Extract →
-- Begin --

These decisions are highly dependent on the types of digital source that are targeted. Furthermore, as
the data is not created explicitly for requirements elicitation, it tends to be limited in terms of
completeness and correctness in respect to what is understandable as a system requirement and feasible
to develop and implement. Therefore, the data-driven elicitation may require a substantial manual effort
[5], or could be of low performance and therefore low practical use [6].
While many companies are increasingly interested in exploiting the potential value and opportunities
that these data sources provide for requirements engineering, they face the challenge of understanding
how to manage big data efficiently, as well as to how to integrate it with the current development
methods in place. Previous research points that neither traditional nor agile development methods
explicitly define how the collection and documentation of requirements should be done when the
requirements are determined on the basis of diverse big data sources [2]. Furthermore, [7, 8, 9] advocate
that there is a great need to define a complementary process for guiding how to use big data for
requirements elicitation, where agility is considered relevant in this case as big data is created
continuously over time, and under different business conditions. Therefore, the goal of this paper is to
present an interview study devoted to industrial requirements for a data-driven RE method. The study
is a part of an ongoing design science research project on this topic [7, 9, 10].
The rest of the paper is organized as follows. Section 2 presents a background on the dominant RE
methods and the recent research in data-driven RE. Section 3 presents the method applied for
conducting this semi-structured interview study. In section 4, results of the thematic analysis are
reported together with the elicited requirements for data-driven requirements elicitation. Section 5
provides a discussion on the findings, while section 6 concludes the paper and outlines future research.
2. Background
Requirements engineering methods exist for decades. The best known is the plan-driven method, a
sequential approach to system development that was introduced in the 70s, also known as “waterfall”.

-- End --

Record set →
-- Begin --

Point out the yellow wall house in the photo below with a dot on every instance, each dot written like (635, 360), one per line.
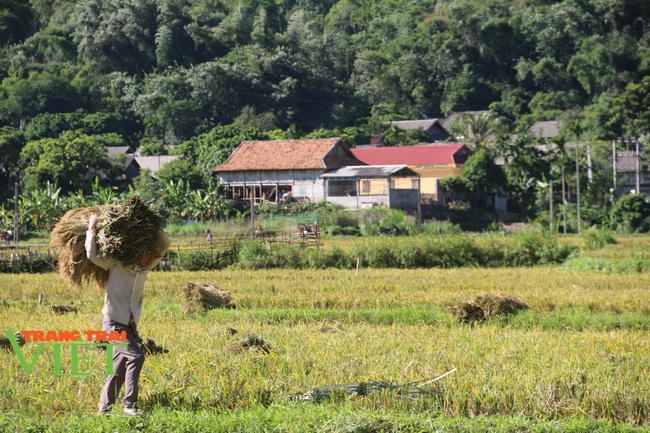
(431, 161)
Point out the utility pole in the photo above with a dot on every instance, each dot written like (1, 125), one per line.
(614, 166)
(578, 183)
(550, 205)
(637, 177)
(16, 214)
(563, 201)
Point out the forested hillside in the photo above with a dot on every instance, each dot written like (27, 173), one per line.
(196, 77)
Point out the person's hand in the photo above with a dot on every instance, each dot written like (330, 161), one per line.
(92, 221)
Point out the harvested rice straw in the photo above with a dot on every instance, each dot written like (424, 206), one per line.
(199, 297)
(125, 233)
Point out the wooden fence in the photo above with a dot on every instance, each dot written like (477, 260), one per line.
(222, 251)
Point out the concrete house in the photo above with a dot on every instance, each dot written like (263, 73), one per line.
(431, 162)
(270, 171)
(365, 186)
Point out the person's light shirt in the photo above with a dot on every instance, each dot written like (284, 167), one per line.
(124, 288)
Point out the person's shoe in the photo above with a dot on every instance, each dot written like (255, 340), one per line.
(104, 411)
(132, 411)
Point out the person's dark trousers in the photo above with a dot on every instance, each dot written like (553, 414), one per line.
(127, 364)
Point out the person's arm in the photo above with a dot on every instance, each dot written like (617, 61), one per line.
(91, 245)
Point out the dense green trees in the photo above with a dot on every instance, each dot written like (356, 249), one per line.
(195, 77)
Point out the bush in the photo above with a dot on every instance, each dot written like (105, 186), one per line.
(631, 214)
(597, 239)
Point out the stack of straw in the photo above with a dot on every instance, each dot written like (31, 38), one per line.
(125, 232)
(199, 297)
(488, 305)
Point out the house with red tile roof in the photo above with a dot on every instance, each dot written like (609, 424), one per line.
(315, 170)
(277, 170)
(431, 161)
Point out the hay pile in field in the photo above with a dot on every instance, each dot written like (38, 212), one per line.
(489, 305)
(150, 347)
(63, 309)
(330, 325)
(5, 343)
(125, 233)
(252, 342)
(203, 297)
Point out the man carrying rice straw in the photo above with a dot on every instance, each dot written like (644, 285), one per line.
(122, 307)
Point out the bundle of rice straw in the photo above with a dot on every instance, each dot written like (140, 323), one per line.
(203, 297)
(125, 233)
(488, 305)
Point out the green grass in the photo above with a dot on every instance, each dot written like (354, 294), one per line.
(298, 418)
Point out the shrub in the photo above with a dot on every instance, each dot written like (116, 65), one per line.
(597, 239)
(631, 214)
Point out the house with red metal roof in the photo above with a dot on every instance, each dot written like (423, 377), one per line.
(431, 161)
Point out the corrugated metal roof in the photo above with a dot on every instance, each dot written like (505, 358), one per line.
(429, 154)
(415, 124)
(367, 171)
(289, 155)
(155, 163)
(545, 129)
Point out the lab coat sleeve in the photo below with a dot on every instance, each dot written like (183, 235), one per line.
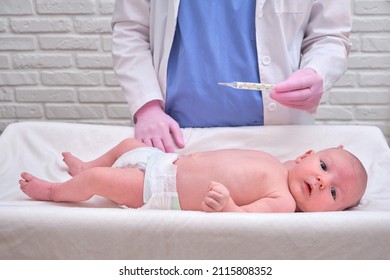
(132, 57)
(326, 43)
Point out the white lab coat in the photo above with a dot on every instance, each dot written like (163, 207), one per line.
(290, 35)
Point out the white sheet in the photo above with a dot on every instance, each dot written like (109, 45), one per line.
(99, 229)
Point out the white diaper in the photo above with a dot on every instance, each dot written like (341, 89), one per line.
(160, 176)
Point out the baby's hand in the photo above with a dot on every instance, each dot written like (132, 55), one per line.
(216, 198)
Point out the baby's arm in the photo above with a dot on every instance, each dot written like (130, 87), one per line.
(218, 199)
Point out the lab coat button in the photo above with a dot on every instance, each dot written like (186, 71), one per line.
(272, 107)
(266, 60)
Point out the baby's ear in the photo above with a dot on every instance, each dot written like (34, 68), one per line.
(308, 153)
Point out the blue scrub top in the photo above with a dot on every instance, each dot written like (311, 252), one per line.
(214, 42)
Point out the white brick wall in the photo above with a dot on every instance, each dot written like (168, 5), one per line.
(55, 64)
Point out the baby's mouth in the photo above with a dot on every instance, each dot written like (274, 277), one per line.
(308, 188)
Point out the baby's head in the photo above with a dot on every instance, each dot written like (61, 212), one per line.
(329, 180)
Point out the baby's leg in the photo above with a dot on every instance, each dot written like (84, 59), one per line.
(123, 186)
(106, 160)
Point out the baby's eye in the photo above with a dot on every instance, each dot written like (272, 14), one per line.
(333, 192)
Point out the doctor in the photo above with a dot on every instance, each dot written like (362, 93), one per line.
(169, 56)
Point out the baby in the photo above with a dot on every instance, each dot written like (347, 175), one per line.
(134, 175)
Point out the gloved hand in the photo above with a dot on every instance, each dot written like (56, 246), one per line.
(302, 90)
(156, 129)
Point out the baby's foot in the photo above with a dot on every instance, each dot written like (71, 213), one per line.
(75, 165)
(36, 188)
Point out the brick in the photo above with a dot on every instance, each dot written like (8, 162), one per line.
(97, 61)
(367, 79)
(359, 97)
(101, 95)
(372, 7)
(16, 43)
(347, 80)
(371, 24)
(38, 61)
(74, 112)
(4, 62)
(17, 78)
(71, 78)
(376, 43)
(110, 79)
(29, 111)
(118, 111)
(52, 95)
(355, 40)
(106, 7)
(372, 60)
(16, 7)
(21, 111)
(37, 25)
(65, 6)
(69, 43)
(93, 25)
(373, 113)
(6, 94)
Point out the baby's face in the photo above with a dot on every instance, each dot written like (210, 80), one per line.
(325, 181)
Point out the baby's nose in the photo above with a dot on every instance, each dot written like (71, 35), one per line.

-- End --

Problems and tasks →
1 > Do these statements agree with the requirements engineering extract? Answer yes or no for each, and quote the words of the extract that decide it.
(a) The data used in data-driven elicitation is created explicitly for requirements elicitation.
(b) Section 3 of the paper presents the method used for the interview study.
(c) The waterfall method was introduced in the 80s.
2 > What does the requirements engineering extract name as the best-known requirements engineering method?
3 > Extend the requirements engineering extract, starting after its last sentence.

Results for each task →
1 >
(a) No: "the data is not created explicitly for requirements elicitation"
(b) Yes: "Section 3 presents the method applied for conducting this semi-structured interview study"
(c) No: "introduced in the 70s"

2 > The plan-driven method, a sequential approach also known as "waterfall."

3 >
Two decades later, an incremental development approach emerged. In this approach the requirements
are elicited in iterations where the core system functionality is defined in the first increments, and other
features and quality requirements are left for later iterations. Based on this approach, the agile
development method was proposed during the 2000s [11,12]. The method advocated continuous
communication with the user, late and limited documentation, frequent system releases, and quick
reactions to changes. In all methods, the elicitation phase implies obtaining intended statements related
to a system under development that are transformed to a canonical format, which is understandable to
software teams and feasible to develop and implement, such as to the semi-formal requirement structure
in the plan-based approach [1] or to the user story template in agile approaches [12].
Data-driven RE has emerged during the last few years due to a wide range of online digital sources
that may be exploited for requirements elicitation [2, 4]. Increasing attention has been given to sources
that are more dynamic, i.e. continuously generating large amounts of data through various mediums
and platforms, such as online discussion forums, app reviews, and microblogs, as well as to sensor data
and machine-generated logs. Most of the efforts have been focused on identifying and classifying
requirements-related information from few sources such as user feedback and machine-generated data.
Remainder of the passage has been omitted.